>>>>>

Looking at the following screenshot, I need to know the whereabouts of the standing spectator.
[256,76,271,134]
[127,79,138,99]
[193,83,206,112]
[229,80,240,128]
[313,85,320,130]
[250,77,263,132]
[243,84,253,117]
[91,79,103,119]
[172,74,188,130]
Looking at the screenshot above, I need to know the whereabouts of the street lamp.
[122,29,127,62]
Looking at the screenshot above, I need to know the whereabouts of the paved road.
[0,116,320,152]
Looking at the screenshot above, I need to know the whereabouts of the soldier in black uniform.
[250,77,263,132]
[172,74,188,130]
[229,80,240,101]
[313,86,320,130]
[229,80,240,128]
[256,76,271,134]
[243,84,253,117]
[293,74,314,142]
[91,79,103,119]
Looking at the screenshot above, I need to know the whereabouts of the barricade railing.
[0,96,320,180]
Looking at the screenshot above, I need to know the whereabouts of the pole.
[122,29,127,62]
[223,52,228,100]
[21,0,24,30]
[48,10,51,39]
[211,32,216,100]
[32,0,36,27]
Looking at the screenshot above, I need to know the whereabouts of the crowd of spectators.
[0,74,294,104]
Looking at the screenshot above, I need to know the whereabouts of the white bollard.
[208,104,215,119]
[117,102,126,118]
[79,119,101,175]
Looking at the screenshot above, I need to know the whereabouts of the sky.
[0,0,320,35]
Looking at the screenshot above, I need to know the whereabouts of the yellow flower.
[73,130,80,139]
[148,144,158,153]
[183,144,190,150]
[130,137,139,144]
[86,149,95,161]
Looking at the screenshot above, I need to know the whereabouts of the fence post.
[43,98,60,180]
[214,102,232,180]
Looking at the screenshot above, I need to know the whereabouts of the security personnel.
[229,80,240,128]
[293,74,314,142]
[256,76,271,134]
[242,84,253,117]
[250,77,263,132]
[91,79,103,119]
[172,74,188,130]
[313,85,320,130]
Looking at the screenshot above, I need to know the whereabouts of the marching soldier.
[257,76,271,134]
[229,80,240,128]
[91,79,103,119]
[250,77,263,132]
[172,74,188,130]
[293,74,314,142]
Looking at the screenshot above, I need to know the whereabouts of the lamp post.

<<<<<

TASK REQUIREMENTS>
Copy all of the lines above word for word, without changing anything.

TASK SOLUTION>
Looking at the following screenshot, I need to know the whereabouts of the standing spectator.
[256,76,271,134]
[127,79,138,99]
[193,83,206,112]
[229,80,240,128]
[313,85,320,130]
[250,77,263,132]
[243,84,253,117]
[91,79,103,119]
[172,74,188,130]
Looking at the screenshot above, I need to know the whereabouts of the street lamp.
[122,29,127,62]
Looking at the screenshot above, I need to know the whereabouts of the paved road.
[0,116,320,152]
Looking at the screenshot above, I need to know the whereabouts of the soldier in black uniform.
[250,77,263,132]
[172,74,188,130]
[229,80,240,101]
[313,86,320,130]
[229,80,240,128]
[256,76,271,134]
[243,84,253,117]
[293,74,314,142]
[91,79,103,119]
Looking at the screenshot above, I need to know the whereabouts of the barricade railing.
[0,96,320,180]
Looking at the screenshot above, I need to know the whereabouts of the pole.
[122,29,127,62]
[223,52,228,100]
[21,0,24,30]
[48,10,51,39]
[211,32,216,100]
[32,0,36,27]
Looking at the screenshot above, I need to know the whereabouts of the crowd of spectators.
[0,74,294,104]
Looking at the screenshot above, I need to know the whereabouts of the white bollard.
[208,104,215,119]
[117,102,126,118]
[79,119,101,175]
Looking at the screenshot above, I need to know the whereabouts of the sky.
[0,0,320,35]
Looking at the screenshot above, I need to know the whereabouts of the yellow flower.
[73,130,80,139]
[148,144,158,153]
[183,144,190,150]
[130,137,139,144]
[86,149,95,161]
Looking at the screenshot above, I need to know the whereabouts of the fence post.
[43,98,60,180]
[214,102,232,180]
Looking at the screenshot above, I need to know the whereabouts of the security personnel.
[229,80,240,128]
[293,74,314,142]
[256,76,271,134]
[242,84,253,117]
[250,77,263,132]
[91,79,103,119]
[172,74,188,130]
[313,85,320,130]
Looking at the screenshot above, I need to know the whereabouts of the marching soldier.
[257,76,271,134]
[229,80,240,128]
[91,79,103,119]
[250,77,263,132]
[172,74,188,130]
[293,74,314,142]
Looking at the screenshot above, I need to know the whereabouts of the lamp post.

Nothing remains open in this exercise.